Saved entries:
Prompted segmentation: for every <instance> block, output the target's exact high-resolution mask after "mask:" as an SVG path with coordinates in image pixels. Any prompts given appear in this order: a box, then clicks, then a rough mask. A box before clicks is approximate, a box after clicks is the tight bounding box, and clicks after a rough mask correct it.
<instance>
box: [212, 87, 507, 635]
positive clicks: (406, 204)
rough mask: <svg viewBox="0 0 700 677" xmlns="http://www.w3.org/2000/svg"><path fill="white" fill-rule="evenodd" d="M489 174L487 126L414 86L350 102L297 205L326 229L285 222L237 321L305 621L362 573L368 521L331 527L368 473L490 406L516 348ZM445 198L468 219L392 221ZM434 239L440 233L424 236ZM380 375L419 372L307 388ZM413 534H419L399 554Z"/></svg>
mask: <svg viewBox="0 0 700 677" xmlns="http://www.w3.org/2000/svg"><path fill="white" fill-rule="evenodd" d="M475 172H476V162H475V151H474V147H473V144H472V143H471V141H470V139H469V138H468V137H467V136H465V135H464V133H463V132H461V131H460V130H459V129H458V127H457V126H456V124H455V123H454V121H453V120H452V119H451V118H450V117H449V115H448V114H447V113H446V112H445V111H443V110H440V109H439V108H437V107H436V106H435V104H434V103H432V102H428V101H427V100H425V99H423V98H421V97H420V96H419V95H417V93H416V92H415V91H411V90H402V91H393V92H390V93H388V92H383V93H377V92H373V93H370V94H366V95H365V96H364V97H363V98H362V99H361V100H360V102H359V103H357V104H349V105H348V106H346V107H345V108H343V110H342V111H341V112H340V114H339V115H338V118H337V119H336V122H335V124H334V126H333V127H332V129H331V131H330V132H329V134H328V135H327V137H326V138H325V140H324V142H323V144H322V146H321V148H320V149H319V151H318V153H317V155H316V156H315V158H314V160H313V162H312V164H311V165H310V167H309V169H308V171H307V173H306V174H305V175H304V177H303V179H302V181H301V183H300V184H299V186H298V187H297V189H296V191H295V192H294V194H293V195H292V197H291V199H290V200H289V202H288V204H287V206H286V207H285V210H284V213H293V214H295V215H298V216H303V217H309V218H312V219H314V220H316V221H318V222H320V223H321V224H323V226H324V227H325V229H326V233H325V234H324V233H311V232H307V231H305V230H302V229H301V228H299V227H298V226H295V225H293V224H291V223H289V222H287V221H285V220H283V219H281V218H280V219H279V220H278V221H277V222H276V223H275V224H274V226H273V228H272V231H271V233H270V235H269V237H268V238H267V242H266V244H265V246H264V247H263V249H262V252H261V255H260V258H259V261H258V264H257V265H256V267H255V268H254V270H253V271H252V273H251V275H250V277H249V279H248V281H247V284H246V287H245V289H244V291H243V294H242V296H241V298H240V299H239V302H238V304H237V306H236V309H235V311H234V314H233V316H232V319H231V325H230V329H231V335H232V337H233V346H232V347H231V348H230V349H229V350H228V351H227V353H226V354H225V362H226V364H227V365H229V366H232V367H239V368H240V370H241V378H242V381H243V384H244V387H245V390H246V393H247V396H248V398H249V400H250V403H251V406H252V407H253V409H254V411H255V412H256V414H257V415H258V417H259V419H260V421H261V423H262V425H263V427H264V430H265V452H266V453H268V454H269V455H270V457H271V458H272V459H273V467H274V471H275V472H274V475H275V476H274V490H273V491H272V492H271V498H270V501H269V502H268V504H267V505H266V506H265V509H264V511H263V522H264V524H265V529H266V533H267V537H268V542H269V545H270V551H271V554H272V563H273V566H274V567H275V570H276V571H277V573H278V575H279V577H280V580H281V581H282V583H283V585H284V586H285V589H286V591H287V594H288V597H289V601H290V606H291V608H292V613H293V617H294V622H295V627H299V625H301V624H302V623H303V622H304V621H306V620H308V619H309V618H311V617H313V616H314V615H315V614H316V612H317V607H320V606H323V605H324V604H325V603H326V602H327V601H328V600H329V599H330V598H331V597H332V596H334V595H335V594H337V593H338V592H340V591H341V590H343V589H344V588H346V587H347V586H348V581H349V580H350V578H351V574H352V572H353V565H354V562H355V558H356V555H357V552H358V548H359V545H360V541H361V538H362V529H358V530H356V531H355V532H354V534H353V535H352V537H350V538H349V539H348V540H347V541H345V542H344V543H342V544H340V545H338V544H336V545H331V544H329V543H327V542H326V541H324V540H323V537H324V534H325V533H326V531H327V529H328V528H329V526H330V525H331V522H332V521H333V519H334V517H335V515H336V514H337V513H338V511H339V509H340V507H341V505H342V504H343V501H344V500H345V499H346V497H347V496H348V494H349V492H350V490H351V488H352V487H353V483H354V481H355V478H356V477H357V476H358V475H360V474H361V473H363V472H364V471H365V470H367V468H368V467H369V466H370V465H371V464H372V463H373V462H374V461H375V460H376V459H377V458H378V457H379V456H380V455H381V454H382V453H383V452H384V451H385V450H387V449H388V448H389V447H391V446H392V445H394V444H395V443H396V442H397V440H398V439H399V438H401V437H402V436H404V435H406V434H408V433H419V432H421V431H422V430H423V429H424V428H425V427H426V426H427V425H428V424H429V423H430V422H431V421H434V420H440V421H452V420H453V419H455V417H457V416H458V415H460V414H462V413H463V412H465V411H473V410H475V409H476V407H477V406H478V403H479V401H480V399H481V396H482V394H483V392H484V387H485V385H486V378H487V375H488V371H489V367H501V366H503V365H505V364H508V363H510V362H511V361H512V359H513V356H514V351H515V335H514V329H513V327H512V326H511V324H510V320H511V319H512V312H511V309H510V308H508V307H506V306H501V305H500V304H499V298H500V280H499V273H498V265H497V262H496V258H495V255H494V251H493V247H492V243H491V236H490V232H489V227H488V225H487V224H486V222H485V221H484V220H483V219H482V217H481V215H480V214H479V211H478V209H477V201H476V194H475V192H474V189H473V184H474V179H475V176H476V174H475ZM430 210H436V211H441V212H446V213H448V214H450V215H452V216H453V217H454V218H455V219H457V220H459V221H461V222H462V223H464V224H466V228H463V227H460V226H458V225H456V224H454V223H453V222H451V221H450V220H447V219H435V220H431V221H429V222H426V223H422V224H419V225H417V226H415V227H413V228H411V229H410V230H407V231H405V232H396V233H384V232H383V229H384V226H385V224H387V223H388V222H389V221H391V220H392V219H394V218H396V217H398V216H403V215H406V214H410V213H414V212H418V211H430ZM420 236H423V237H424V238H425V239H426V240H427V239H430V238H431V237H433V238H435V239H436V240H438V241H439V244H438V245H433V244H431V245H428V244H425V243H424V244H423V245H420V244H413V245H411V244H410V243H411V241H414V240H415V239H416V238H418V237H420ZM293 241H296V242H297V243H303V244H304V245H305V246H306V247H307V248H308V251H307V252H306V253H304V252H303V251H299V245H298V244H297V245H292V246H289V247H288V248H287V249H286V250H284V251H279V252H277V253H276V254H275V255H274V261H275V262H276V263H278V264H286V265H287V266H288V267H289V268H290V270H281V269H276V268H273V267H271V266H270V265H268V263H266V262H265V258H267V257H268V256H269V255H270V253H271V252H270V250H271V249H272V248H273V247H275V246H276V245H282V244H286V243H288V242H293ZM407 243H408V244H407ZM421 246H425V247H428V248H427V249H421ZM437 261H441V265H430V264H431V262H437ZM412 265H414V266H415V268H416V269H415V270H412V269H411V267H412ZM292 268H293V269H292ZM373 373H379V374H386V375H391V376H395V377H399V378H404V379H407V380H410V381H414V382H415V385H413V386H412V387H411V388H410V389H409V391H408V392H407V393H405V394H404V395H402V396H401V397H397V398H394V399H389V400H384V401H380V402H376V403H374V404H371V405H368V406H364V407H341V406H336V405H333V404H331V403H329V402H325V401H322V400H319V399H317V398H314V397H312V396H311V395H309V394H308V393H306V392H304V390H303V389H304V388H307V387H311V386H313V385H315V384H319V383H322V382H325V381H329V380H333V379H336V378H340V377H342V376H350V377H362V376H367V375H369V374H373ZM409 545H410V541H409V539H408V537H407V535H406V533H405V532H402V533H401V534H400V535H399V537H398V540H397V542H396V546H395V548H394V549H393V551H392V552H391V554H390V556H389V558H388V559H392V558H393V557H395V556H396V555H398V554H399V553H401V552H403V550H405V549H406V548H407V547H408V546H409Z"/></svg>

§ TASK TO COMPLETE: From the first line above through the line that contains "positive clicks: (406, 204)", quote each line exactly. Output nothing more.

§ EXPECTED ANSWER:
Prompted segmentation: for every <instance> block, output the target's exact high-resolution mask after "mask:" as an SVG path with coordinates in image pixels. Any prompts given appear in this order: a box, then clicks, then a rough mask. A box before clicks is approximate, a box after clicks is the tight bounding box, and clicks after a rough mask correct it.
<instance>
box: [212, 87, 507, 635]
positive clicks: (406, 204)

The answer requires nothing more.